▶ _Instructions for the task_
Write out each line of the records that has "white" in it.

▶ _Excerpted records_
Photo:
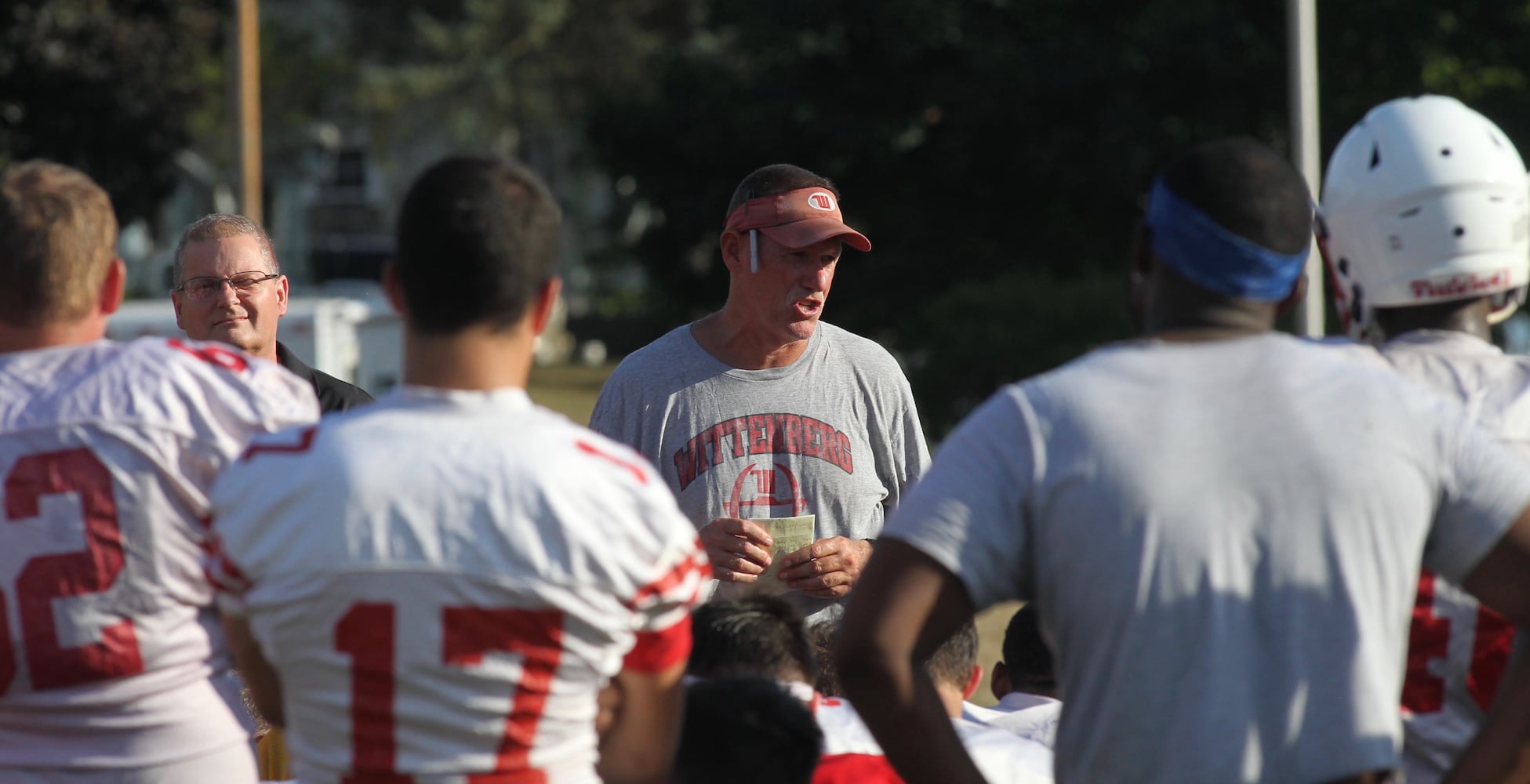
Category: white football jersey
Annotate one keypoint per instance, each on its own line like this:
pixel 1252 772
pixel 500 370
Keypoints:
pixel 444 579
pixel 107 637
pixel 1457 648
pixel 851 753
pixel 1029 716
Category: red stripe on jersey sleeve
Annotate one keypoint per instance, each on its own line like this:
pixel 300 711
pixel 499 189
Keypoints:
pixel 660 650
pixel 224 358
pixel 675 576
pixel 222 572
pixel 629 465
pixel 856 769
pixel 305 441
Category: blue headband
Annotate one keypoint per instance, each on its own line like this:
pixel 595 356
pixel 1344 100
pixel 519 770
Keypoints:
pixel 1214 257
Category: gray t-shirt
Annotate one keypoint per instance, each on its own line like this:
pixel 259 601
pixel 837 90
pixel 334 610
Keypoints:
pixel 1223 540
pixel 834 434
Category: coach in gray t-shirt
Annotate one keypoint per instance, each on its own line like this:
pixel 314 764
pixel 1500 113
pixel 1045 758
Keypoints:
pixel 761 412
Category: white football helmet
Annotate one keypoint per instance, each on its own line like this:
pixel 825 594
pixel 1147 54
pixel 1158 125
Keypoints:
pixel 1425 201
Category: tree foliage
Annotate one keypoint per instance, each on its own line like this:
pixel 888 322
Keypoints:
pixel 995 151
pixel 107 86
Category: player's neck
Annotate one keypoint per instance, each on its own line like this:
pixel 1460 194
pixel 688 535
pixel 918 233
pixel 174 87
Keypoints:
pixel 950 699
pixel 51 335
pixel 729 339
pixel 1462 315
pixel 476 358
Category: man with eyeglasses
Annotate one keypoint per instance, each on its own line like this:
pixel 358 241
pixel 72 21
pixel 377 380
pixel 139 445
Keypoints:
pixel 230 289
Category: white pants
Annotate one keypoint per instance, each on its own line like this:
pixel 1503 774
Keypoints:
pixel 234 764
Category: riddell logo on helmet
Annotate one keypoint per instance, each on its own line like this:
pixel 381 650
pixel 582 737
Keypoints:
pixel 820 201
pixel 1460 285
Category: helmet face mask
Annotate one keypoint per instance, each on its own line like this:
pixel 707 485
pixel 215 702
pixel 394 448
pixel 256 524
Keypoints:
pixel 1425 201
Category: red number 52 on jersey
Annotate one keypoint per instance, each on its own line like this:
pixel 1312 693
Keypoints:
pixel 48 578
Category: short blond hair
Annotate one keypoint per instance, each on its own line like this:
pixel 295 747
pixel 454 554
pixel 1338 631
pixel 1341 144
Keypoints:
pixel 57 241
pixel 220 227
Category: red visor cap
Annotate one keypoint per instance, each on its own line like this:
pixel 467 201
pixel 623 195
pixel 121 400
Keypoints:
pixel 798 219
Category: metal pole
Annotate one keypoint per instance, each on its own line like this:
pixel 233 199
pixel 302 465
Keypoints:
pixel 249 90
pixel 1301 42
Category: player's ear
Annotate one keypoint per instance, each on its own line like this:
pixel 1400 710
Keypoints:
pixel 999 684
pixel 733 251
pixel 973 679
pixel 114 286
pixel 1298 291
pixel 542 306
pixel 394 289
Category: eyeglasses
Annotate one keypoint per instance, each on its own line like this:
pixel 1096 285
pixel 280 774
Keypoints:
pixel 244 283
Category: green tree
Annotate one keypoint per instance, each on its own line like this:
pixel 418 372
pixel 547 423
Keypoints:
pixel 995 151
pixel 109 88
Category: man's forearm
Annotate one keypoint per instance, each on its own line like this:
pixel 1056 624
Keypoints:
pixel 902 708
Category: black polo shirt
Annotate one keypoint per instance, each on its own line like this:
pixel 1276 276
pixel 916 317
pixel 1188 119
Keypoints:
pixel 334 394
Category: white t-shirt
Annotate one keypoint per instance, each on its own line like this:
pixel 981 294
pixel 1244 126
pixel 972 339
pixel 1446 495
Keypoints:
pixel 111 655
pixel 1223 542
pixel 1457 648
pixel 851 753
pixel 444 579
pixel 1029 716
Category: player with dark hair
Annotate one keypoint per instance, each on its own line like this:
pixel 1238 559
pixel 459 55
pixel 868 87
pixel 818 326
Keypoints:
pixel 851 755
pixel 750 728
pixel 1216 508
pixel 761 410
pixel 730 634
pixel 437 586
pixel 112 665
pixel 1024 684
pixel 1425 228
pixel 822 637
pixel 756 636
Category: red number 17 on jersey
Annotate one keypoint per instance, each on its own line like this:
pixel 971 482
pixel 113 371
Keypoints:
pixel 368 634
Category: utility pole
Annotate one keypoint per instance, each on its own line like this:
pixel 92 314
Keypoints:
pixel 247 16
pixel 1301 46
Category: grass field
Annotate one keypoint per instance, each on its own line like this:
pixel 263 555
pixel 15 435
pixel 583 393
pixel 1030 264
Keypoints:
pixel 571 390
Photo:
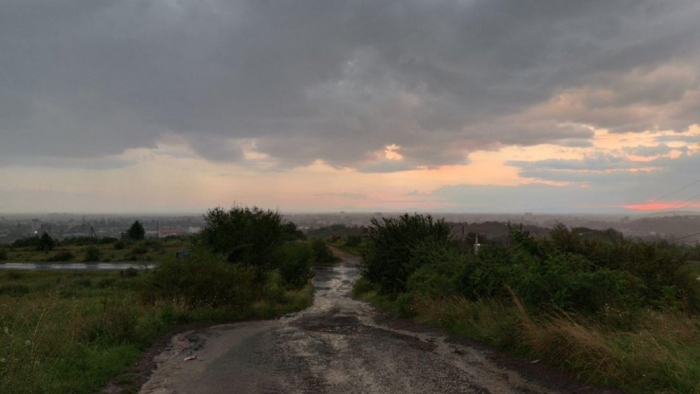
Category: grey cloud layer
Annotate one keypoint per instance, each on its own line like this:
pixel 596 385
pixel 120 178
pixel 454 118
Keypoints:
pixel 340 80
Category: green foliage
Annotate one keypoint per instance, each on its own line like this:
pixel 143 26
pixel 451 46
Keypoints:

▶ _Expected output_
Category: white football jersey
Category: white football helmet
Category: white pants
Category: white t-shirt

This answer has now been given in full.